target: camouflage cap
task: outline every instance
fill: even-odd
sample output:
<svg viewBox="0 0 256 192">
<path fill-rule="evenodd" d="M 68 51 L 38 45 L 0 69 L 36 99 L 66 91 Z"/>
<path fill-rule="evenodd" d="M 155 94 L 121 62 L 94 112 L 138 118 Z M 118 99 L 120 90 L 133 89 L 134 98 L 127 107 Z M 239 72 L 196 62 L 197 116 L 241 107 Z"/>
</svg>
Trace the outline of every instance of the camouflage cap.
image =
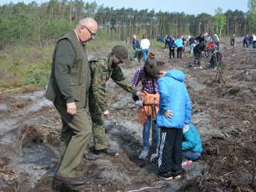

THE REQUEST - Quote every entry above word for word, leaving out the pictures.

THE COMPLETED TASK -
target: camouflage cap
task: outline every instance
fill: even-odd
sample output:
<svg viewBox="0 0 256 192">
<path fill-rule="evenodd" d="M 68 51 L 38 45 L 0 69 L 36 99 L 66 91 Z"/>
<path fill-rule="evenodd" d="M 155 94 L 121 62 L 94 112 L 138 118 Z M 118 99 L 120 90 L 133 89 L 134 98 L 127 107 Z M 239 72 L 196 62 L 197 116 L 241 107 Z"/>
</svg>
Trace the outline of every instance of the camouflage cap.
image =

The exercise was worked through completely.